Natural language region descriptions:

——

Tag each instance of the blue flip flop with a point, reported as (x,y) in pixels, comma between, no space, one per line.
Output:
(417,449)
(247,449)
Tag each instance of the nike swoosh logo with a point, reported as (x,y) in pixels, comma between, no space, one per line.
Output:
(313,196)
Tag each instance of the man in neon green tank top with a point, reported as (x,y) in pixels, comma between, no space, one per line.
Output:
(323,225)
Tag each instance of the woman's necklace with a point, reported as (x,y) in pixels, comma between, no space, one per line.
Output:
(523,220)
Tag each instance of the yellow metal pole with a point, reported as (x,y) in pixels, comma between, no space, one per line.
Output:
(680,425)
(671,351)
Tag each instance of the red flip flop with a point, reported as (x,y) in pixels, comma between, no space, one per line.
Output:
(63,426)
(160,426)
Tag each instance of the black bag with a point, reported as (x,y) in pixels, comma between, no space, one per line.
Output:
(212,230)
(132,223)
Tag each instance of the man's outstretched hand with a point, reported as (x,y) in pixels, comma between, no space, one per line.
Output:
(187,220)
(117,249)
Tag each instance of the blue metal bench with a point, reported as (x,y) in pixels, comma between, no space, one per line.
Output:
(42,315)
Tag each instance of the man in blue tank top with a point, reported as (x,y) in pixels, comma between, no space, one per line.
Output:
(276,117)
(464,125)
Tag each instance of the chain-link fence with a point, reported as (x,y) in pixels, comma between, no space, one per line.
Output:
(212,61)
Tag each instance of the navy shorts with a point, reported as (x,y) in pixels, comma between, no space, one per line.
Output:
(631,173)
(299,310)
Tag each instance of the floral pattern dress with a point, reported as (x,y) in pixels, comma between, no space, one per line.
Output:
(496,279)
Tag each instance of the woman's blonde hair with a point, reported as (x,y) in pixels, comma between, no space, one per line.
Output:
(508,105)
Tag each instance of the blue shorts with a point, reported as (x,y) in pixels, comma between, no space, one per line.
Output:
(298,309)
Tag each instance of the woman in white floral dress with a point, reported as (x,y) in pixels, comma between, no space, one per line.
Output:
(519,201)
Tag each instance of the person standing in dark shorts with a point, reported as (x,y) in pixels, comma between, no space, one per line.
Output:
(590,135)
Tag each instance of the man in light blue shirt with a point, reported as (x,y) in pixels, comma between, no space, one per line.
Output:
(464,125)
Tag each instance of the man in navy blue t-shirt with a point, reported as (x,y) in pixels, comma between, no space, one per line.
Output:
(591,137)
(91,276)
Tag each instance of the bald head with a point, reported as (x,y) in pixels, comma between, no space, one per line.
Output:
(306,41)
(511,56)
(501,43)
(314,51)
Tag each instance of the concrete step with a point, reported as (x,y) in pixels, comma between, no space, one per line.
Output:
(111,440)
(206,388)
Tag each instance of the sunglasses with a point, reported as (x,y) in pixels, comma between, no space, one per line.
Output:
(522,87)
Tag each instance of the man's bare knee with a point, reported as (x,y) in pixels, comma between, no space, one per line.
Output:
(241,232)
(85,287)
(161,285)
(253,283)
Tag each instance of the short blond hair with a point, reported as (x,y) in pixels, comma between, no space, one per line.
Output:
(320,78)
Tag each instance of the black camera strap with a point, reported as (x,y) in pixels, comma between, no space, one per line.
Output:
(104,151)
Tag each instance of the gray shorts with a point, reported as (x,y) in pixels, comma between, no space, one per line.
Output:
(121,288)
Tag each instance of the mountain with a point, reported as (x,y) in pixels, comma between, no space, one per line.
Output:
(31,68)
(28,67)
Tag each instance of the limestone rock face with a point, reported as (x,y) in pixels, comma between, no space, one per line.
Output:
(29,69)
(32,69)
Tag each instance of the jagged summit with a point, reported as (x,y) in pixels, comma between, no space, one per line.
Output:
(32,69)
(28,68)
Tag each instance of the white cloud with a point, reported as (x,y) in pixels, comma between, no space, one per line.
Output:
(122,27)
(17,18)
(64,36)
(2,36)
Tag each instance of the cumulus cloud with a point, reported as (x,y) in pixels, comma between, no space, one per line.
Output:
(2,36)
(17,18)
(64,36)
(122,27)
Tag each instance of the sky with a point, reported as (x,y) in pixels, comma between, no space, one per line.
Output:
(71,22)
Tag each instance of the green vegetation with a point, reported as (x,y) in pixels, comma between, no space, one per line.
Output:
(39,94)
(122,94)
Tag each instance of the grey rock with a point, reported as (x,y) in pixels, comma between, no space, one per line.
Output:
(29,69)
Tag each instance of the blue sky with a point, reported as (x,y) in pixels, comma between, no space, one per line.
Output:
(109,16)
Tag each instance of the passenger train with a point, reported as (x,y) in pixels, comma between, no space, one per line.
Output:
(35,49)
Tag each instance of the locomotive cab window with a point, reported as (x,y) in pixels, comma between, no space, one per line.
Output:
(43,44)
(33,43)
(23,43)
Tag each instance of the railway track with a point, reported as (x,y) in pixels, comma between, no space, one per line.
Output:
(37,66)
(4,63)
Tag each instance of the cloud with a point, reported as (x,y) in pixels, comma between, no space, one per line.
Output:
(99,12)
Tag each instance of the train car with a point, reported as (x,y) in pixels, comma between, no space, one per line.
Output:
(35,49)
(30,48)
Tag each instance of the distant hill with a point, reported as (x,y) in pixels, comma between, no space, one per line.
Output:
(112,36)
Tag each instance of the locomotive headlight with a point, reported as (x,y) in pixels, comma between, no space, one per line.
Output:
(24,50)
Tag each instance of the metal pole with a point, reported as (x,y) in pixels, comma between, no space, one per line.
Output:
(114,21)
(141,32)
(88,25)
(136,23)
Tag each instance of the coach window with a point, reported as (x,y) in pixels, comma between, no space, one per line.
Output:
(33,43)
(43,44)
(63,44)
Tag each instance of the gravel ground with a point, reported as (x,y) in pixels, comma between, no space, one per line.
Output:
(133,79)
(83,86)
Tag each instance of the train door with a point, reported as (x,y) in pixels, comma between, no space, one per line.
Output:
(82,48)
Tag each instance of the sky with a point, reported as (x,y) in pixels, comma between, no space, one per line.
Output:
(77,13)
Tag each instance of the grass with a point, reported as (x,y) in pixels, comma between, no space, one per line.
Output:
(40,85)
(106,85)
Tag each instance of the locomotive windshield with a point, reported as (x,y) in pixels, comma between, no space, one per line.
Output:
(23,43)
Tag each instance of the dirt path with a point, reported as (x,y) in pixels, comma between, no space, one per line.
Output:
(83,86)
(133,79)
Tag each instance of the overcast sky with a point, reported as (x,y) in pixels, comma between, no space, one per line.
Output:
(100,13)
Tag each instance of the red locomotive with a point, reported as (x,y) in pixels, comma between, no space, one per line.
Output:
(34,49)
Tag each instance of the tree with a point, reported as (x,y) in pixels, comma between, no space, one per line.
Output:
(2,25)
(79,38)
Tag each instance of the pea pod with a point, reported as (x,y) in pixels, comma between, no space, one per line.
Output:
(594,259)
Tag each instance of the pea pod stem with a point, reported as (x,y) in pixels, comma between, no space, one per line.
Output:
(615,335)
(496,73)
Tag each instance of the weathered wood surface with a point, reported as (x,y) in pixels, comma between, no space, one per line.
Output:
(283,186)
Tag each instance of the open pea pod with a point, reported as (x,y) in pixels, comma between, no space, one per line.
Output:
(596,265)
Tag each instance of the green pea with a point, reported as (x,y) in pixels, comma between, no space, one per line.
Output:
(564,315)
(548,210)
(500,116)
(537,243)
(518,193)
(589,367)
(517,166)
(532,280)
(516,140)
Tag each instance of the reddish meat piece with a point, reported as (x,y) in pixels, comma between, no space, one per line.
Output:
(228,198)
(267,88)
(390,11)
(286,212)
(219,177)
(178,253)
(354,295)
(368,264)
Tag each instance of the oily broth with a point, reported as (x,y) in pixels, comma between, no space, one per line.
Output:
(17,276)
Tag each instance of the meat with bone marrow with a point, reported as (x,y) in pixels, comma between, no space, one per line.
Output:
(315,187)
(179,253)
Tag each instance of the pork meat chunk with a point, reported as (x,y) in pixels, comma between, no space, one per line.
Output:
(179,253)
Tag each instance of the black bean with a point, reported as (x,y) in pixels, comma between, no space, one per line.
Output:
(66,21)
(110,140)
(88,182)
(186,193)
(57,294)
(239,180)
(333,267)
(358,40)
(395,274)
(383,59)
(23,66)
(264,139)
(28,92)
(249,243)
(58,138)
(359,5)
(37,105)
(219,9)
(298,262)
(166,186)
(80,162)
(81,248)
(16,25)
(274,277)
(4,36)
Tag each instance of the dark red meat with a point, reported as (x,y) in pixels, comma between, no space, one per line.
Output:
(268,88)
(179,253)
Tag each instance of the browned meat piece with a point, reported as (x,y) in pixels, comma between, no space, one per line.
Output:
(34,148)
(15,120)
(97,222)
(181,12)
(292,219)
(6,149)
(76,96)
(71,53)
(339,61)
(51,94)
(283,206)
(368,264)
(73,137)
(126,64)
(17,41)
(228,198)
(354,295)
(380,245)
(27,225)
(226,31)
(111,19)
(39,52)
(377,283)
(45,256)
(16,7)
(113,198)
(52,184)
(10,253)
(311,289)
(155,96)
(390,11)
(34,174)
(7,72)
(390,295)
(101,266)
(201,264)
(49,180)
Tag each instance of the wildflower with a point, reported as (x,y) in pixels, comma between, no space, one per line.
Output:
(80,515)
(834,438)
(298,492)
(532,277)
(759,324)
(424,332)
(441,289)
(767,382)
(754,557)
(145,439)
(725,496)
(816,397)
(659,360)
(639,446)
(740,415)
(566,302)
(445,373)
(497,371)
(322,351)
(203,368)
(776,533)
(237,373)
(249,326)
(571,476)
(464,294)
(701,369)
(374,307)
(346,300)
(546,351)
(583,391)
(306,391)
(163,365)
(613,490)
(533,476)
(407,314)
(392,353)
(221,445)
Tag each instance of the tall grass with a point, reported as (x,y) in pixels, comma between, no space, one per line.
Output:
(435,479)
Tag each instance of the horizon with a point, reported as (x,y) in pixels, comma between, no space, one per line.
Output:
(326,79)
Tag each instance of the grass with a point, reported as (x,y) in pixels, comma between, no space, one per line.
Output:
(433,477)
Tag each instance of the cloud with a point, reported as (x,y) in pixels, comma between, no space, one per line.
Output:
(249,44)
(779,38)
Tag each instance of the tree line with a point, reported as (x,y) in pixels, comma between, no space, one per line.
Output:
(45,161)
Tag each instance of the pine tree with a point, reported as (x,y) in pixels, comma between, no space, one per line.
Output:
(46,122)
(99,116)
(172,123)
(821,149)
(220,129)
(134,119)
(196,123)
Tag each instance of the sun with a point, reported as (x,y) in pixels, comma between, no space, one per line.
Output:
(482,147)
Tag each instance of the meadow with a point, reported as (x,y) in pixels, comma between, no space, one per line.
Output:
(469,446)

——

§ **Your assignment**
Begin with the line that contains "Tag each instance of the pine" and print each line exactly until the data ends, including the last line.

§ **Result for this exercise**
Tag each instance of the pine tree with a point, reported as (x,y) in pixels, comma between, no space, one per line.
Output:
(46,122)
(99,116)
(172,123)
(821,149)
(220,129)
(134,119)
(196,123)
Tag each instance of the sun with a point, reported as (x,y) in pixels, comma between, no space, one per line.
Output:
(482,147)
Tag each instance of the meadow with a point, reported as (x,y) in pixels, comma between, no space, one per line.
Output:
(469,446)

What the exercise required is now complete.